### GIVEN PASSAGE
A: I encounter a lot of translation work in this regard. One way to look at it is methodologically, such that ethnography can more strongly address certain types of research inquiries, and more quantitative public health methodologies can more strongly address others. I am very lucky to work with amazing public health researchers in India, and we take this approach when writing or researching together. We translate methodology for each other, and that’s how we collaborate. I have also been lucky to work with students in both the US and India who aren’t yet fixated on a certain method, and this flexibility means that student research can be capacious and multimodal. For instance, some of my students at Duke put together a complex project on cyclist deaths in Durham. They created a podcast that situated survivor stories amidst the changing politics of traffic and of the city’s rapid gentrification more generally. They also built digital maps based on computational models of the city’s most crash-heavy intersections. They took a key question — how does death through car-bicycle collisions unfold? — and ran with it. I’d call that translation work of environmental health.

### PROVIDED MATERIAL
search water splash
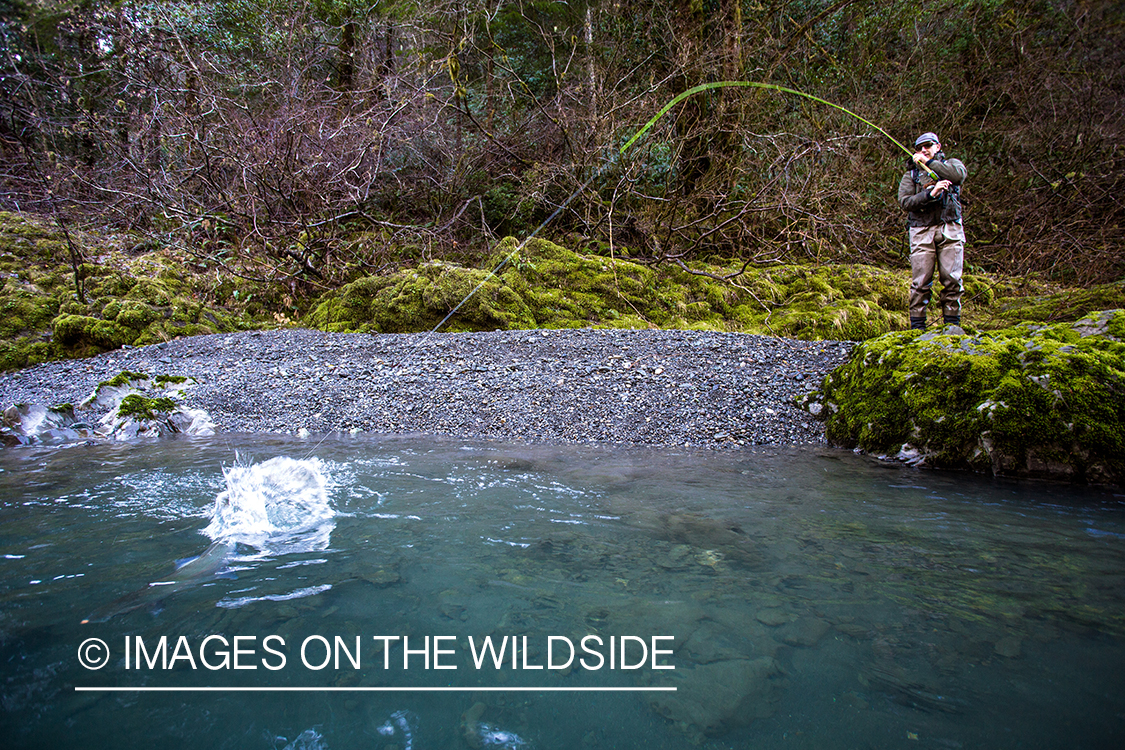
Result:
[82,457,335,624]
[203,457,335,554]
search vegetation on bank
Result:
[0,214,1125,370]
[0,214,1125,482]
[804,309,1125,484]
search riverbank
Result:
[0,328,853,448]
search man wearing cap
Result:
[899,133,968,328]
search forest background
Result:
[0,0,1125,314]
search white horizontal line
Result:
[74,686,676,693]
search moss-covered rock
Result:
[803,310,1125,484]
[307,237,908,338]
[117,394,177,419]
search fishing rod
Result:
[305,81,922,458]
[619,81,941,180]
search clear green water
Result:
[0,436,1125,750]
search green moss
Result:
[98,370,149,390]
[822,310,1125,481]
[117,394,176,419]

### REQUIREMENT
Answer these questions using the passage on translation work between research methods.
1. With what kind of researchers in India does the speaker work?
2. At which university did the students study cyclist deaths, and in what city?
3. What two things did those students create?

### SOLUTION FOR THIS TASK
1. Public health researchers.
2. At Duke, studying cyclist deaths in Durham.
3. A podcast and digital maps based on computational models of the city's most crash-heavy intersections.